**EXTRACTED ENTRIES:**
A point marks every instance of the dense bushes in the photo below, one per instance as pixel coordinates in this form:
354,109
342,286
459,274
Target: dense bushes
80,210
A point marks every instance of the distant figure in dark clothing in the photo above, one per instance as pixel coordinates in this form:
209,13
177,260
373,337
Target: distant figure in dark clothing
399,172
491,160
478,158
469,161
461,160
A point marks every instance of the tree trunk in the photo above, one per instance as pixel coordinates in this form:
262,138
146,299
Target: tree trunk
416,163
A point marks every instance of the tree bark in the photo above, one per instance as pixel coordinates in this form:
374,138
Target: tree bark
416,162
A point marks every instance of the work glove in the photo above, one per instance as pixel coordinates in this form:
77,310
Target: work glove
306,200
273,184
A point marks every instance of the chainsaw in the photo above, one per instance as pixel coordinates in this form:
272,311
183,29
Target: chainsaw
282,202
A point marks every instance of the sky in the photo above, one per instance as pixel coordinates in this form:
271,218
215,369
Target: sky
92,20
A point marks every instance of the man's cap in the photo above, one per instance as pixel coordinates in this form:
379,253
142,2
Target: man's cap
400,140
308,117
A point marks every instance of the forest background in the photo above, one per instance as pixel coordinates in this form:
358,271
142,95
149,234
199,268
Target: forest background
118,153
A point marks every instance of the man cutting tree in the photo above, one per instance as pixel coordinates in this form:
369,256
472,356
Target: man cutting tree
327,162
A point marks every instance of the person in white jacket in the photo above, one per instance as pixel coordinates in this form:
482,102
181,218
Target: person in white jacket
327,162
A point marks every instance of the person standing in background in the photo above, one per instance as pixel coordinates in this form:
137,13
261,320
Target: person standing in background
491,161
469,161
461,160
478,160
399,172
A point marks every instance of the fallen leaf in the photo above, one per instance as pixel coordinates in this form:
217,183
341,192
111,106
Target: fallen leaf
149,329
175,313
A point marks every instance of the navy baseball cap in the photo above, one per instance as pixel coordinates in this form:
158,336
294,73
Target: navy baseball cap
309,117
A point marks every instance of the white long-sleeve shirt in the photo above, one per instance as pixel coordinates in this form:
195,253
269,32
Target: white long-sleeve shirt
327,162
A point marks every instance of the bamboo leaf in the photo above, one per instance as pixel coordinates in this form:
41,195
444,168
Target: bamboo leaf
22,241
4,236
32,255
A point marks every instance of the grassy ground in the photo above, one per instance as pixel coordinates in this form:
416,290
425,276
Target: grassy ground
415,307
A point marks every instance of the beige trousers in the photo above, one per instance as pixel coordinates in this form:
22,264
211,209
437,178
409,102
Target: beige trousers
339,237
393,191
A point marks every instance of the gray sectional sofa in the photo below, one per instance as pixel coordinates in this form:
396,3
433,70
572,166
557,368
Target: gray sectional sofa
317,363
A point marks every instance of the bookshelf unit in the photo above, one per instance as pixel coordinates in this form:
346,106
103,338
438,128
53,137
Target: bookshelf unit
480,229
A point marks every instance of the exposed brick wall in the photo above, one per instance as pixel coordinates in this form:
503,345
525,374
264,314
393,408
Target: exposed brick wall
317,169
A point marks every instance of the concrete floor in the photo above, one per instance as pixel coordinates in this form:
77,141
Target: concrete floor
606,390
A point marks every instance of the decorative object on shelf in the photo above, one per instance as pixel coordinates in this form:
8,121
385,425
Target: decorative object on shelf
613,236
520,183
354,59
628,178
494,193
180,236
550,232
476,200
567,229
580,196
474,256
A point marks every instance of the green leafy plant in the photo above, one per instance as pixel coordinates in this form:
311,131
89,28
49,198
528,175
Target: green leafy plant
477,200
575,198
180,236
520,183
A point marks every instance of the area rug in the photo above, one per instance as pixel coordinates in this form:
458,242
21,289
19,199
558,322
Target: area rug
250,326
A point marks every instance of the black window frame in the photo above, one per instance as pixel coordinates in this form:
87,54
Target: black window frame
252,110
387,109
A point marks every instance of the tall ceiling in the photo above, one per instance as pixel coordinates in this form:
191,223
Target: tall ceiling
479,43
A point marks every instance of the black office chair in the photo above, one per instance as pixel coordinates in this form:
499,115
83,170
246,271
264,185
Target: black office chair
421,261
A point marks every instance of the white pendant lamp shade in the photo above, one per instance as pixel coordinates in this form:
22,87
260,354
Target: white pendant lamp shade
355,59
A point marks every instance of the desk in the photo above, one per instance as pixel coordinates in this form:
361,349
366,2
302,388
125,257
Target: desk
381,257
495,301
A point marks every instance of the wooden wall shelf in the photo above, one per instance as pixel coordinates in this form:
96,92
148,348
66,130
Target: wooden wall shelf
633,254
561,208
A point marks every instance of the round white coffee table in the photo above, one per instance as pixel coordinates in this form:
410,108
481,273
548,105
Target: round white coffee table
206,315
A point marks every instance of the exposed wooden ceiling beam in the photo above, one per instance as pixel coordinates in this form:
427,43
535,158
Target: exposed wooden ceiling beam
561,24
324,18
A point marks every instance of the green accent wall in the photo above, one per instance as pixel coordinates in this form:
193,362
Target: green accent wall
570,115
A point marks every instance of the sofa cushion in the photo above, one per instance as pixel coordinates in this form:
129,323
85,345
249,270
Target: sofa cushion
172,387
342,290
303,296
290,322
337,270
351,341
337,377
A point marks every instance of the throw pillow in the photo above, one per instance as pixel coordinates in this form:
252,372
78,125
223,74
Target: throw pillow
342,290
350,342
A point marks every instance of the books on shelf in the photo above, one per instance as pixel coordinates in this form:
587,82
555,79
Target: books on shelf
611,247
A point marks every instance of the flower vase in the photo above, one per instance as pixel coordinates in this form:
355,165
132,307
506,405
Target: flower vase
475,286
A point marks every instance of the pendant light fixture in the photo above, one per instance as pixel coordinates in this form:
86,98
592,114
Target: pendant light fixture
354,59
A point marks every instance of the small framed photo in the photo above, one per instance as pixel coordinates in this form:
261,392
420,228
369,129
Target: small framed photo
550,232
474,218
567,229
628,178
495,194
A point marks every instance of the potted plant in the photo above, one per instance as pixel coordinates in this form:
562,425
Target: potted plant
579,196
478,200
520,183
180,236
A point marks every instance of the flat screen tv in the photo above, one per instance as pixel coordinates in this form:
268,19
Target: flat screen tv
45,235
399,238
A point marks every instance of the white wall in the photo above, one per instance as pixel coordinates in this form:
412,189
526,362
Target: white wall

**TASK PROMPT:** Send back each record exactly as it stands.

**SOLUTION TO THIS PROBLEM:**
A point marks every instance of the dense bushes in the photo below, one per instance as pixel coordinates in this form:
354,109
342,286
459,274
Target: dense bushes
80,210
A point marks every instance of the distant figure in dark clothing in the photo above, one per instance as pixel coordinates in this form:
209,13
177,260
373,337
Target: distant figure in dark clothing
399,172
491,160
478,158
469,161
461,160
A point marks every instance of the tree trunk in the photo above, one per instance as pixel coordinates in this form:
262,138
146,299
Target: tree trunk
416,163
A point marks every instance of the tree bark in the photo above, one per instance as pixel coordinates in this form:
374,138
Target: tree bark
416,162
A point marks every instance of the work glove in the photo above, one per instance as pixel coordinates in this form:
77,310
Target: work glove
306,200
273,184
A point marks every instance of the chainsaw in the photo above, one per instance as pixel coordinates in this form:
272,311
183,29
Target: chainsaw
282,202
A point marks every instance of the sky in the photo above, one per instance as pixel coordinates in this form:
271,218
215,369
Target: sky
92,20
A point marks every instance of the man's cap in the photo above, one per instance as pixel coordinates in this form:
379,253
142,2
Target: man's cap
400,140
308,117
A point marks every instance of the forest background in the photo above, one per instance as pixel coordinates in this form:
358,271
142,95
149,234
199,268
Target: forest background
118,153
A point marks every instance of the man cutting tree in the photo above, one per instance as pixel coordinates in this form:
369,256
472,356
Target: man cutting tree
327,162
A point marks every instance of the person in white jacket in the photo above, one per instance as pixel coordinates in this form:
482,102
181,218
Target: person in white jacket
327,162
A point marks every instance of the person standing in background in the photo above, one per instance as pixel coordinates in this form:
137,13
261,320
Target: person standing in background
491,161
469,161
461,160
478,160
399,172
A point marks every instance of the fallen leaf in the photo above, one per instance as pixel coordinates in this form:
217,183
341,192
111,106
Target: fallen leaf
149,329
175,313
A point marks every instance of the navy baseball cap in the photo above, one per instance as pixel coordinates in this form:
158,336
294,73
Target: navy baseball cap
309,117
A point marks every instance of the white long-sleeve shirt in the photo above, one per instance as pixel coordinates in this form:
195,253
269,32
Target: white long-sleeve shirt
327,162
A point marks every instance of the bamboo leaf in the photo above, one per instance as pixel coordinates in this form:
41,195
444,168
Target: bamboo leaf
22,241
4,236
32,255
A point marks every instance of the grassy ground in the photo above, one per instance as pixel coordinates in this form:
416,290
425,276
Target: grassy ground
415,307
A point marks every instance of the beige trousers in the photo above, one per instance as pixel coordinates in this form:
22,264
211,209
437,178
409,102
Target: beige trousers
339,237
393,191
A point marks every instance of the gray sectional sofa in the photo below, one per instance as pixel coordinates in this form:
396,3
433,70
572,166
557,368
Target: gray sectional sofa
317,363
A point marks every instance of the bookshelf unit in the photo above, one per instance as pixel coordinates in this form:
346,106
103,338
438,128
53,137
Target: bookshelf unit
480,229
A point marks every instance of the exposed brick wall in the photo above, one per instance as pixel coordinates in this form:
503,345
525,374
264,314
393,408
Target: exposed brick wall
317,169
A point marks every instance of the concrete floor in the photo above, one per instance as pixel coordinates in this form:
77,141
Target: concrete floor
606,390
A point marks every instance of the decorative object on shelf in the photo above, one per instance as pixel coordinates in this form:
8,121
385,425
Target: decorative object on shelf
613,236
520,183
354,59
628,178
494,193
180,236
550,232
476,200
567,229
580,196
474,256
A point marks every instance of the green leafy plant in the photo above, one per instance as pixel coordinates in this form:
311,131
89,28
49,198
528,175
Target: green leafy plant
477,200
575,198
180,236
520,183
A point marks every instance of the area rug in the photo above, one per instance as pixel coordinates in this form:
458,242
21,289
19,199
558,322
Target: area rug
250,326
A point marks every instance of the black window frame in the photo above, one per instance as pixel coordinates in this form:
87,54
Target: black window frame
252,110
387,109
A point marks every instance of the tall ceiling in the photo above, one per instance as pixel coordinates in this form:
191,223
Target: tall ceiling
479,43
A point marks every instance of the black office chair in the photo above, one per instance as pixel coordinates in this form:
499,115
83,170
246,271
264,185
Target: black office chair
421,261
A point marks every instance of the white pendant lamp shade in the photo above, one per instance as pixel coordinates in this form:
22,87
260,354
Target: white pendant lamp shade
355,59
A point marks every instance of the desk in the photo above, one per instance as pixel coordinates in this form:
361,349
366,2
302,388
125,257
Target: desk
381,257
495,301
A point marks every instance of the wooden wall shelf in the photo above, one per instance as pixel coordinates in this form:
96,92
148,348
66,130
Target: wooden wall shelf
633,254
561,208
A point marks every instance of the round white coffee table in the photo above, one per instance as pixel coordinates in this form:
410,108
481,273
548,105
Target: round white coffee table
206,315
A point marks every instance of the exposed wooden ceiling beam in the photo above, one per instance as pixel coordinates in this form:
427,43
535,158
Target: exposed wooden ceiling beam
561,24
324,18
A point marks every instance of the green accent wall in the photo above, one per instance as pixel coordinates in this form:
193,362
Target: green accent wall
570,115
A point marks every instance of the sofa cushion in the photo above, one per instance as pixel coordinates in this form:
129,323
85,345
249,270
Target: sofa cushion
172,387
342,290
303,296
290,322
337,270
351,341
337,377
A point marks every instance of the throw pillow in the photo above, one per instance as pixel coordinates in this form:
252,372
78,125
223,74
Target: throw pillow
342,290
350,342
A point marks every instance of the books on shelf in the photo above, one per instance as pixel coordinates in this form:
587,82
555,79
Target: books on shelf
611,247
A point marks every instance of the flower vase in the photo above, one per instance as pixel coordinates in this form:
355,165
132,307
506,405
Target: flower vase
475,286
A point marks every instance of the pendant light fixture in the photo above, one per instance as pixel coordinates in this form:
86,98
592,114
Target: pendant light fixture
354,59
A point marks every instance of the small framed photo in the photo above, one per instance as pixel coordinates in this form:
261,392
420,228
369,129
Target: small framed photo
550,232
474,218
567,229
628,178
495,194
A point marks every instance of the potted plant in the photo above, one per instance as pixel coordinates in this form:
562,425
Target: potted plant
579,196
478,200
520,183
180,236
A point marks every instance of the flat screen tv in the photo above, one per instance as pixel coordinates in this form:
268,19
Target: flat screen tv
45,235
399,238
A point marks every instance of the white wall in the photo above, one per instance as pixel coordinates in this form:
412,189
526,362
Target: white wall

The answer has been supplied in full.